* YOUR INSTRUCTIONS: From the line with "Tag the reflection" through the end of the listing, rewrite those lines with "bush" changed to "shrub" and everything else left as is.

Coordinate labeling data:
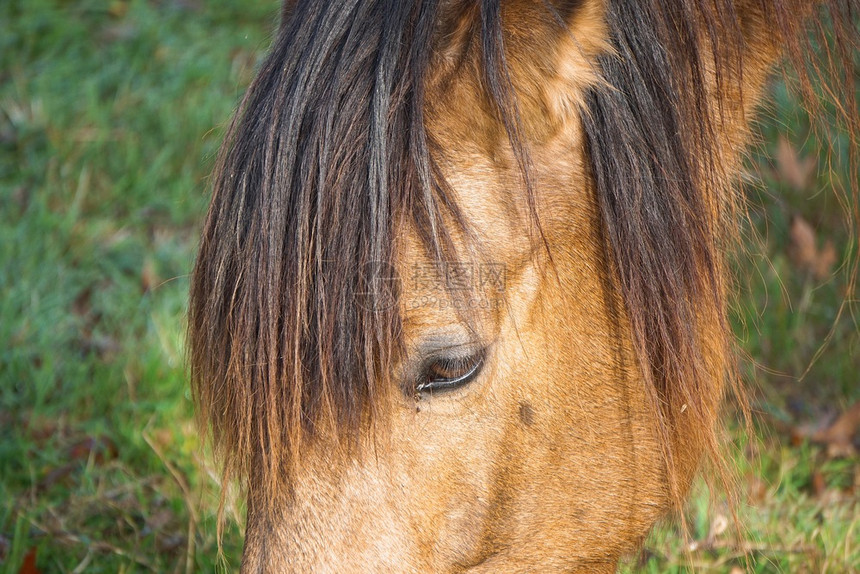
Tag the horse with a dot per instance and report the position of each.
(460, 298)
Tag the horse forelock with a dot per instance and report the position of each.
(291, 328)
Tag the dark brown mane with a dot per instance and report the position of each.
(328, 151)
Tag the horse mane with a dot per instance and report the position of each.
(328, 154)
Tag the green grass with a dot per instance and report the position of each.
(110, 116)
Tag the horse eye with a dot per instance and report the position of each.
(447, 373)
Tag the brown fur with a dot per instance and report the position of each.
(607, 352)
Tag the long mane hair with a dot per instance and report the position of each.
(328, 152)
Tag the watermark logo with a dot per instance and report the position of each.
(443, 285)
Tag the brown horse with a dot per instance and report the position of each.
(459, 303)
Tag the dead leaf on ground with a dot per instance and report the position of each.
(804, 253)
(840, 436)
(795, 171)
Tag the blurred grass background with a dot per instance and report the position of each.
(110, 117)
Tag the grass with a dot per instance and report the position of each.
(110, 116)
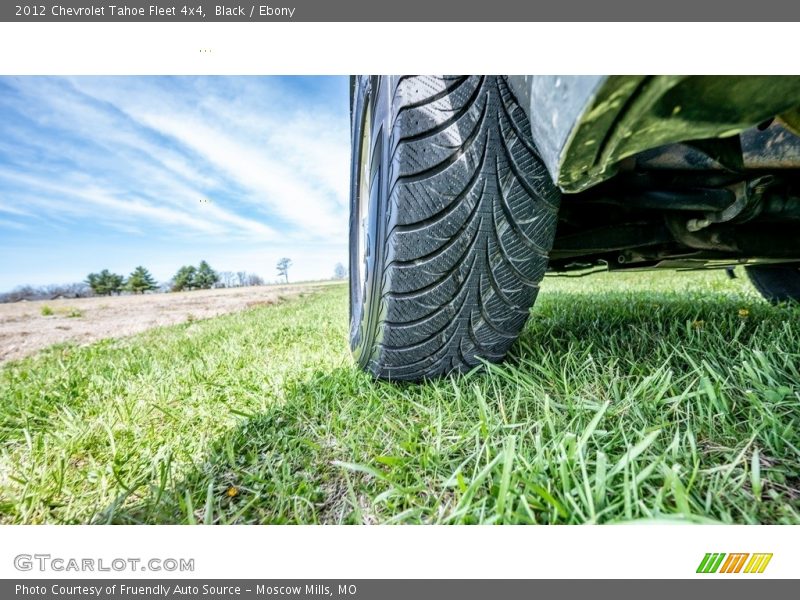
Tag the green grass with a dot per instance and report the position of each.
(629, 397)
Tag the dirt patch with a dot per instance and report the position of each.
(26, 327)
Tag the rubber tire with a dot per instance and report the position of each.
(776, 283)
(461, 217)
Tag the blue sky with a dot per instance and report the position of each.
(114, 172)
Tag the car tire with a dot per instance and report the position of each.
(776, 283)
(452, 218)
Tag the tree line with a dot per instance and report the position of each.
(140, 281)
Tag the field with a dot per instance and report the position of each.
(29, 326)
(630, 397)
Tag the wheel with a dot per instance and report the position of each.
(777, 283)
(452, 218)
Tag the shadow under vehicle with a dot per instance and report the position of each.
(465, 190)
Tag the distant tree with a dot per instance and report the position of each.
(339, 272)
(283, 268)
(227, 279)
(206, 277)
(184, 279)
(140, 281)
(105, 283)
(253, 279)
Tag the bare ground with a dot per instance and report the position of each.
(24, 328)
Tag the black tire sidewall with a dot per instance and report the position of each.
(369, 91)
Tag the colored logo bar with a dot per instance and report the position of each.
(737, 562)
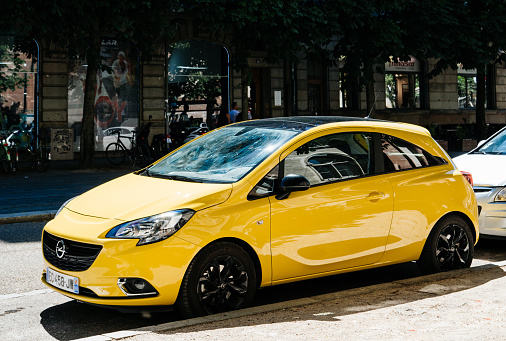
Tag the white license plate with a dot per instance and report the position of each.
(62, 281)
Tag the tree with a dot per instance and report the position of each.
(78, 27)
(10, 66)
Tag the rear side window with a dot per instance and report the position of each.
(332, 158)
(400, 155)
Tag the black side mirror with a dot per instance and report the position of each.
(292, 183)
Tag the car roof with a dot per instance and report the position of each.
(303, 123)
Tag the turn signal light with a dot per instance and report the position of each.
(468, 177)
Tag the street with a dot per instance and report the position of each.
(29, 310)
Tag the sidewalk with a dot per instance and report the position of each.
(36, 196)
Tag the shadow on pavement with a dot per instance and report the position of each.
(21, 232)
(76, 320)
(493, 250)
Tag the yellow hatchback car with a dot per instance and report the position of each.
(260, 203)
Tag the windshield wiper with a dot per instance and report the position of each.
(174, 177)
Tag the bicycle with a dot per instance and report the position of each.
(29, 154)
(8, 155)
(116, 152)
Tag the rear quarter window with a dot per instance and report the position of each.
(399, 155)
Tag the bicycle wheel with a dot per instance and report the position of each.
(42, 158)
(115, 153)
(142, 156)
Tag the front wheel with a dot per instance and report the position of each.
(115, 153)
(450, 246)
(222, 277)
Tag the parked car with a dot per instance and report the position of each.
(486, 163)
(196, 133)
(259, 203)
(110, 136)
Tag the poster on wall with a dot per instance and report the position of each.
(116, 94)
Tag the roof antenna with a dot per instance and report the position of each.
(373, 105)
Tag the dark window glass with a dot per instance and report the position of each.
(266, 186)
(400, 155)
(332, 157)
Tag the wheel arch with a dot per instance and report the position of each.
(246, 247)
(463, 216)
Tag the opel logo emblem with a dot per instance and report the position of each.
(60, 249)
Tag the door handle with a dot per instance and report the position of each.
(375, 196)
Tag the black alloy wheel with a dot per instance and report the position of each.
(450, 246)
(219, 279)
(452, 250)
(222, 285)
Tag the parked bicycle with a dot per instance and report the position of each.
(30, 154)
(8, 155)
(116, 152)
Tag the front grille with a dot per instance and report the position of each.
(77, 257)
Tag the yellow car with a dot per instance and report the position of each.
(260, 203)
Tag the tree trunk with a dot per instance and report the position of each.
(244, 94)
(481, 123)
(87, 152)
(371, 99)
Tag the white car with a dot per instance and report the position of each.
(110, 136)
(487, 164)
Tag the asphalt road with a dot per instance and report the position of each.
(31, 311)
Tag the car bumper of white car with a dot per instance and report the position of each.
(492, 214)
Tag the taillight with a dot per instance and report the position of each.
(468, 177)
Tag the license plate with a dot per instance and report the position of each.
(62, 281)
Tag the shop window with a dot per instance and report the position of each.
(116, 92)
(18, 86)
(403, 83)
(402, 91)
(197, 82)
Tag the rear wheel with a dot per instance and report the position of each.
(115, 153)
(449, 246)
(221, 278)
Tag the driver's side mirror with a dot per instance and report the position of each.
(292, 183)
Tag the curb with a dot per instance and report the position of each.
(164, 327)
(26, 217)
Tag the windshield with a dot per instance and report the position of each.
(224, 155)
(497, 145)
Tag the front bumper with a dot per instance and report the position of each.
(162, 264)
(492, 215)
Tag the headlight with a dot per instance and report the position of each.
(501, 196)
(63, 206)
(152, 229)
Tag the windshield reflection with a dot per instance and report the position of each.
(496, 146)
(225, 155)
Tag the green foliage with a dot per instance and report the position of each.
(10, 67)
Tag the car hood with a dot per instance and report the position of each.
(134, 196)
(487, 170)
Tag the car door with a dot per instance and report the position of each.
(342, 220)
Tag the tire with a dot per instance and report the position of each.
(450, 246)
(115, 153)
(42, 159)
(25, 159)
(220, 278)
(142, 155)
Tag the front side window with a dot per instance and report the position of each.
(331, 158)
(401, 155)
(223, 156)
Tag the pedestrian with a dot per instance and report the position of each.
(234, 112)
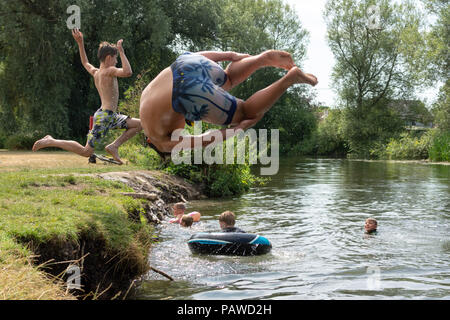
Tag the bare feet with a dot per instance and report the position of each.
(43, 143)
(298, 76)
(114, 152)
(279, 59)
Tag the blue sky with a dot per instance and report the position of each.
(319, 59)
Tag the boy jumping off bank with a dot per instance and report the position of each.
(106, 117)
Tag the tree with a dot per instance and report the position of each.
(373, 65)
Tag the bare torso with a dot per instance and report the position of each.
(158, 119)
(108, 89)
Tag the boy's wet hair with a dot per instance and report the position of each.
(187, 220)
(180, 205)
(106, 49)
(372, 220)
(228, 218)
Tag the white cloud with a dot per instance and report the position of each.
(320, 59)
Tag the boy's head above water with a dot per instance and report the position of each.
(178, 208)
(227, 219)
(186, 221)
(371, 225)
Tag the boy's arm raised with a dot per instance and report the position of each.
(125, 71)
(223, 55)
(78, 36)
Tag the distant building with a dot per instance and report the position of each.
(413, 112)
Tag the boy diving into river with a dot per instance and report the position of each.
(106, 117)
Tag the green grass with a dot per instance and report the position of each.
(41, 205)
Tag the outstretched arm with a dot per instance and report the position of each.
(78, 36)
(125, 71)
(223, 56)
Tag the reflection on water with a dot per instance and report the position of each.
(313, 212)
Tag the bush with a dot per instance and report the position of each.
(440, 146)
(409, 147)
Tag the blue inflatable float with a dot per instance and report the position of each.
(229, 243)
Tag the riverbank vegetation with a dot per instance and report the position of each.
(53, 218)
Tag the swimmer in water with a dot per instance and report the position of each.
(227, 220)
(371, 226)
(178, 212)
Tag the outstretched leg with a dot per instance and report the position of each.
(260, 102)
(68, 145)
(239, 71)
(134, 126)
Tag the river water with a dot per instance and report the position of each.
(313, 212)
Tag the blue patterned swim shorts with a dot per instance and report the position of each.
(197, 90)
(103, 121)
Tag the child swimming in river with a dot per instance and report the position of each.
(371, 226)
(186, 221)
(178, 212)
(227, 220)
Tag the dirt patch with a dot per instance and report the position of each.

* ANSWER TO THIS EXERCISE:
Tag the reflection on water with a dot per instance and report the position of each.
(313, 212)
Tag the shrub with a dot per instance and report the position of each.
(440, 146)
(409, 147)
Tag the blue inflatable float with a dot per instance and report the position of each.
(229, 243)
Tag the riverbank vegetation with a dot per instance and report the position of each.
(53, 218)
Tag the swimmer in water with a dot per instance and report the position of each.
(227, 220)
(371, 226)
(178, 212)
Tag the outstretched leg with a dot per instance and report the position of each.
(260, 102)
(68, 145)
(239, 71)
(134, 126)
Tag the river water with a dot per instance and report the position of each.
(313, 212)
Tag the blue patterned swim shorts with a dot per instance and report the position of each.
(197, 90)
(103, 121)
Tag the child swimming in river with a dot per instance and report the position of each.
(371, 226)
(186, 221)
(178, 212)
(227, 220)
Tag the dirt patch with a dot per instance and report the position of each.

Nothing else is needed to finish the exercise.